▶ **Work required**: Please print the entries below exactly, from the line with "--detect graffiti on" through the line with "--detect pedestrian --format json_objects", including both of those lines and leaving out all others.

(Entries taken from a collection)
--*--

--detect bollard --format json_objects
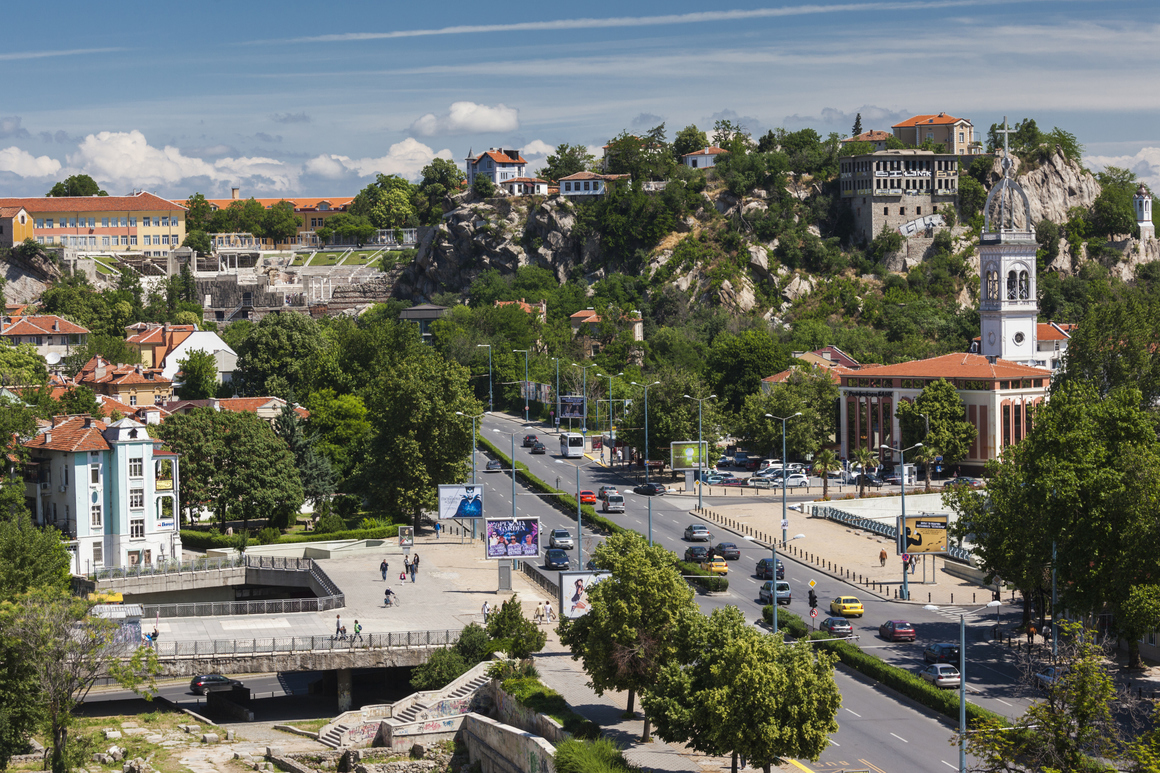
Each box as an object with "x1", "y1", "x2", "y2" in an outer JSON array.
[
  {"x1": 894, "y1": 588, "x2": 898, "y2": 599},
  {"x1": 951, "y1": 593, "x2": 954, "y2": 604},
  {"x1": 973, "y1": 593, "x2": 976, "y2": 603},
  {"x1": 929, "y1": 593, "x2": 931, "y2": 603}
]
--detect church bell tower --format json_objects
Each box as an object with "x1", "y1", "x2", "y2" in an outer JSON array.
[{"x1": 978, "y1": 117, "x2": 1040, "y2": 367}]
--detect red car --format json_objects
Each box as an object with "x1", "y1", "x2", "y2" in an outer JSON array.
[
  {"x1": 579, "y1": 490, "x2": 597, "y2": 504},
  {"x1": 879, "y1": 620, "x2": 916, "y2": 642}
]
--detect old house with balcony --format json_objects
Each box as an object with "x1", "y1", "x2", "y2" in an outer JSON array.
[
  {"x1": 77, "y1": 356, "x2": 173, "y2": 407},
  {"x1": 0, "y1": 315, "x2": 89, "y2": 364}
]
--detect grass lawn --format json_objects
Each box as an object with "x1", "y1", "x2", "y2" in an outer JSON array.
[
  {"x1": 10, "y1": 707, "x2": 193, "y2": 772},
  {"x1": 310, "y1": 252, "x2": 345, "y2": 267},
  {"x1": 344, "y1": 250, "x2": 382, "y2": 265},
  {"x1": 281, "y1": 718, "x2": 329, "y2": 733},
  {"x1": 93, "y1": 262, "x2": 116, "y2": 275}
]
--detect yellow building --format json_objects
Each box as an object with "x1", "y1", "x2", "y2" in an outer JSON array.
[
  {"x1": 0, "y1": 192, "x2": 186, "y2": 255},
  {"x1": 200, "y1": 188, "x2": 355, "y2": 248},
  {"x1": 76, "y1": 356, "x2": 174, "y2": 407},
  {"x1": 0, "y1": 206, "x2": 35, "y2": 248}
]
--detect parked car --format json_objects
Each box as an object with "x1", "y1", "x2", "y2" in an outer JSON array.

--*--

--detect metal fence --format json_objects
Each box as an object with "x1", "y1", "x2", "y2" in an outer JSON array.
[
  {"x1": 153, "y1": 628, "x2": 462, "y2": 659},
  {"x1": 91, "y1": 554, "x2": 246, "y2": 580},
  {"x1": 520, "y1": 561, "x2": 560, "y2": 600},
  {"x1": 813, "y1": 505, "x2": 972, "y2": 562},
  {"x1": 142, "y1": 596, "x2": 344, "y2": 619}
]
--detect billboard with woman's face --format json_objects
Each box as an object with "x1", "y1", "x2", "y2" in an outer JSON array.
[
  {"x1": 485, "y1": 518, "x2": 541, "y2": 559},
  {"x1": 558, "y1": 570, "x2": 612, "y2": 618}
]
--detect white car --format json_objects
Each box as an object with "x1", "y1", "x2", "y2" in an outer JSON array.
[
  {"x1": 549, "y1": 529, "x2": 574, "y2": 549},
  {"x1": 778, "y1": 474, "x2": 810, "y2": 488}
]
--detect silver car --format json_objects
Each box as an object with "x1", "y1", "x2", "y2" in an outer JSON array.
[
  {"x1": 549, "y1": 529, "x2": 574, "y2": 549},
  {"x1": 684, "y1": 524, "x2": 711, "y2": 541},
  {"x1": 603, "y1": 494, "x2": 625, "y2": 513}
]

--*--

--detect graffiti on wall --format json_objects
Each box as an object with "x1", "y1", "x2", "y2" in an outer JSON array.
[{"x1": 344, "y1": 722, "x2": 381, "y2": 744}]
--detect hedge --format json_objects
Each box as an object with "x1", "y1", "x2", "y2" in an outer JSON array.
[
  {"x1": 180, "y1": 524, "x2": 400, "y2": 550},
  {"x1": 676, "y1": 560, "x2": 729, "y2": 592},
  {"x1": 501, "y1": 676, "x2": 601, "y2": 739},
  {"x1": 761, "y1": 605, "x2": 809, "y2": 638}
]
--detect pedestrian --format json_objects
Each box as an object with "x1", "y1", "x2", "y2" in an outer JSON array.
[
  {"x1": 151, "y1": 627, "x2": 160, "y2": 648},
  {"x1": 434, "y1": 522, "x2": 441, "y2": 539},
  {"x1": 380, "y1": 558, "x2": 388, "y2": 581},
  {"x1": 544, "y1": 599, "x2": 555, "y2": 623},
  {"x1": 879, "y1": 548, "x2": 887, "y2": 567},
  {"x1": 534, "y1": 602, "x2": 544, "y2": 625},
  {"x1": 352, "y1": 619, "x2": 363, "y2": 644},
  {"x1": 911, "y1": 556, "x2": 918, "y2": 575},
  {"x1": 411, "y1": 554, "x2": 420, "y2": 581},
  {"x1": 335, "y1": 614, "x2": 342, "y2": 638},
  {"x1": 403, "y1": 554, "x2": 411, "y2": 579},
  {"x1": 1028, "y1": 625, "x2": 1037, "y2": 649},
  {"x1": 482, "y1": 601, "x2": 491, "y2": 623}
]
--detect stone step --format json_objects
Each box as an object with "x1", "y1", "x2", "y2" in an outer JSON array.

--*--

▶ **Answer area**:
--detect graffiti on wall --format json_objects
Each box as an object with "x1", "y1", "x2", "y2" in an outer JSON array.
[{"x1": 344, "y1": 722, "x2": 381, "y2": 744}]
--detect hedge --format json_objects
Each box as an object with "x1", "y1", "x2", "y2" in an outer JSON array.
[
  {"x1": 180, "y1": 524, "x2": 400, "y2": 550},
  {"x1": 676, "y1": 560, "x2": 729, "y2": 592},
  {"x1": 501, "y1": 676, "x2": 601, "y2": 739},
  {"x1": 761, "y1": 605, "x2": 809, "y2": 638}
]
--detect pedestrian --format json_objects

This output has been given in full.